__Textauszug__.
>>>>
Gentests und Fortschritte in der Genomik, der Wissenschaft, die sich dem gesamten Erbgut eines Organismus, dem Genom, beschäftigt, gelten als Hoffnungsträger bei der Diagnose und der Behandlung Seltener Erkrankungen. Immerhin haben bis zu 80 Prozent von ihnen eine genetische Ursache. Seltene Erkrankungen, das sind zum Beispiel die Nervenerkrankung Chorea Huntington, Mukoviszidose sowie etwa 200 seltene Krebsformen. Am Genom wird untersucht, wie Gene und ihre Wechselwirkungen körperliche Merkmale eines Menschen oder auch das Entstehen von Erkrankungen beeinflussen. Als sicher gilt, dass oft kleinste Veränderungen im Erbgut am Entstehen der sogenannten "Rare Diseases" beteiligt sind. Und „selten“ ist eine Erkrankung erst dann, wenn von 10.000 Menschen maximal fünf daran leiden. In der Datenbank "Orphanet" sind zurzeit etwa 6500 verschiedene Seltene Erkrankungen dokumentiert, Schätzungen gehen von bis zu 8000 aus. Allein in Deutschland leiden mehrere Millionen Menschen an einer Rare Disease. Die Betroffenen haben oft eine Odyssee mit unzähligen Arztbesuchen oder Therapien hinter sich, bevor sie endlich ihre Diagnose erhalten. Genau das könnten die Fortschritte in der Genomik ändern.
INDIVIDUELLE ANALYSE
Zentren für Seltene Erkrankungen führen bei einem entsprechenden Krankheitsverdacht Genomsequenzierungen durch, also Analysen des individuellen Erbguts einer Person, die helfen, problematische Veränderungen zu erkennen und daraus Diagnosen und Therapien abzuleiten. Allerdings gibt es innerhalb eines Genoms immer auch eine große Menge harmloser Veränderungen. Die Bedeutung einer Mutation, eines Sprungs im Erbgut, ist so oft schwer einzuschätzen und es besteht außerdem das Risiko, Details zu übersehen. Die Suche nach einer krankheitsfördernden Mutation ist vergleichbar mit der nach der berühmten Stecknadel im Heuhaufen. Eine Genomsequenzierung ist aufwändig und selbst wenn die Kosten zunehmend sinken, noch relativ teuer.
<<<<
__Arbeitsaufträge__.
1. Warum ist die Bedeutung einer Mutation laut dem Text über Seltene Erkrankungen oft schwer einzuschätzen? Antworte in ein bis drei Sätzen.
2. Gib aus dem Text über Seltene Erkrankungen den Abschnitt wortgetreu wieder, der mit den Worten „INDIVIDUELLE ANALYSE“ beginnt und mit „noch relativ teuer.“ endet.

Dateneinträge
>>>>
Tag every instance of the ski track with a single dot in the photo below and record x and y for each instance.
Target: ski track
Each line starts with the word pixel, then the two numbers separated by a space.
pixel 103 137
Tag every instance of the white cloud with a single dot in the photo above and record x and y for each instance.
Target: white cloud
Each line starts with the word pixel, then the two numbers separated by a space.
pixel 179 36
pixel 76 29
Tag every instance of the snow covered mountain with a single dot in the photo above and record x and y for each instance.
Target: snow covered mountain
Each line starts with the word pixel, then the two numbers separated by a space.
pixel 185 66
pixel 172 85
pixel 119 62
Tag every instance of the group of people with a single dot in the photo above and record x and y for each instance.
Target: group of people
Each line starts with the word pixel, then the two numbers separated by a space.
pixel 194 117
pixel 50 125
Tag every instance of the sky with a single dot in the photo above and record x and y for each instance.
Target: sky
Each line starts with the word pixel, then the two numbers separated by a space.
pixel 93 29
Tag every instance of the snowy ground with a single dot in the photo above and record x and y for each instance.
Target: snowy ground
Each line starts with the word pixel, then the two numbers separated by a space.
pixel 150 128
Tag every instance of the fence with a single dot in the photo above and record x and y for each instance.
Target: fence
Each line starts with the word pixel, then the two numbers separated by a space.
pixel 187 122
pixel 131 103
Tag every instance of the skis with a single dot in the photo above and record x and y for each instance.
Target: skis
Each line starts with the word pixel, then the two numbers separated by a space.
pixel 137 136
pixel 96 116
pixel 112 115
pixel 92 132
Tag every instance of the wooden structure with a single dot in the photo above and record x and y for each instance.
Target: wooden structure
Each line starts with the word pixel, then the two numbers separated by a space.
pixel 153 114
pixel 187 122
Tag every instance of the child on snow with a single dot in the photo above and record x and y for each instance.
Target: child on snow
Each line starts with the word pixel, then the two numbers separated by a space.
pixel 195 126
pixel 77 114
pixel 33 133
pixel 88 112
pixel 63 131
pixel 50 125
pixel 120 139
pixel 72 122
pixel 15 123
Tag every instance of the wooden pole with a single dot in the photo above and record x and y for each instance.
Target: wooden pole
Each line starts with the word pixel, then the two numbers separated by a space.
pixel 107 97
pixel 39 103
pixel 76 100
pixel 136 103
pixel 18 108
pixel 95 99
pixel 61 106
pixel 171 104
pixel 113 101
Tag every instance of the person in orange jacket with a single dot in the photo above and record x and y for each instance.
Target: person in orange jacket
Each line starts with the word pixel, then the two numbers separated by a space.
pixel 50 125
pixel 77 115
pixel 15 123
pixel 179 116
<<<<
>>>>
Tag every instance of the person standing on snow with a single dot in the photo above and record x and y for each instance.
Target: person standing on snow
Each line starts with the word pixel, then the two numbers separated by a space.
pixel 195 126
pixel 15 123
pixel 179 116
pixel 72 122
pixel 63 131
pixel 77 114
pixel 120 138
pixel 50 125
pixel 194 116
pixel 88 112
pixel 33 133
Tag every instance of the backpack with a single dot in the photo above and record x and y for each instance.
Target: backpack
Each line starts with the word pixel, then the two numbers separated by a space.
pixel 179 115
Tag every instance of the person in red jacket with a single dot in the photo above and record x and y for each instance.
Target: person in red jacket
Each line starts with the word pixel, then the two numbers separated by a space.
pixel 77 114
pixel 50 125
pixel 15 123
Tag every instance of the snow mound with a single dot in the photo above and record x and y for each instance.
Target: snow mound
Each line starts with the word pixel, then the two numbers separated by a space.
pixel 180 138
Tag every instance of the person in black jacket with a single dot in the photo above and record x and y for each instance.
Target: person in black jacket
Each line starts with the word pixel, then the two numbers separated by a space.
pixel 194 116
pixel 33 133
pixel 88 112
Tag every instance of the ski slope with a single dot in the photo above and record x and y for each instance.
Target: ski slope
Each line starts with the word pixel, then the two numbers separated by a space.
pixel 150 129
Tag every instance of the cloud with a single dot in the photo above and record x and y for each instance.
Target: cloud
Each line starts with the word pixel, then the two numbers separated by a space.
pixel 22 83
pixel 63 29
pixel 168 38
<<<<
>>>>
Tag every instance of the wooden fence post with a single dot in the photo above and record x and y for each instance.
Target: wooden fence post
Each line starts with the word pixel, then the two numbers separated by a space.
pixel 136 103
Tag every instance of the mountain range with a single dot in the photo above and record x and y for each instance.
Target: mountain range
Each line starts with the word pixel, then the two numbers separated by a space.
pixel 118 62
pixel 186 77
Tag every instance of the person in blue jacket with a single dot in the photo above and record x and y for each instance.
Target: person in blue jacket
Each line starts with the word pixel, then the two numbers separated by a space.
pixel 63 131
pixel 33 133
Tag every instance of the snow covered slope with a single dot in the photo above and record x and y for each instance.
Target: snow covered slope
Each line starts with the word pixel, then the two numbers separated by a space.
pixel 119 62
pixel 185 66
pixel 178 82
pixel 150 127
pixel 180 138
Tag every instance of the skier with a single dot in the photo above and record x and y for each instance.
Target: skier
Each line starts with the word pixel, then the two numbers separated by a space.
<<<<
__Lösungen__.
1. Innerhalb eines Genoms gibt es neben problematischen Veränderungen immer auch eine große Menge harmloser Veränderungen. Deshalb lässt sich oft nur schwer beurteilen, welche Bedeutung eine einzelne Mutation hat.

2.
INDIVIDUELLE ANALYSE
Zentren für Seltene Erkrankungen führen bei einem entsprechenden Krankheitsverdacht Genomsequenzierungen durch, also Analysen des individuellen Erbguts einer Person, die helfen, problematische Veränderungen zu erkennen und daraus Diagnosen und Therapien abzuleiten. Allerdings gibt es innerhalb eines Genoms immer auch eine große Menge harmloser Veränderungen. Die Bedeutung einer Mutation, eines Sprungs im Erbgut, ist so oft schwer einzuschätzen und es besteht außerdem das Risiko, Details zu übersehen. Die Suche nach einer krankheitsfördernden Mutation ist vergleichbar mit der nach der berühmten Stecknadel im Heuhaufen. Eine Genomsequenzierung ist aufwändig und selbst wenn die Kosten zunehmend sinken, noch relativ teuer.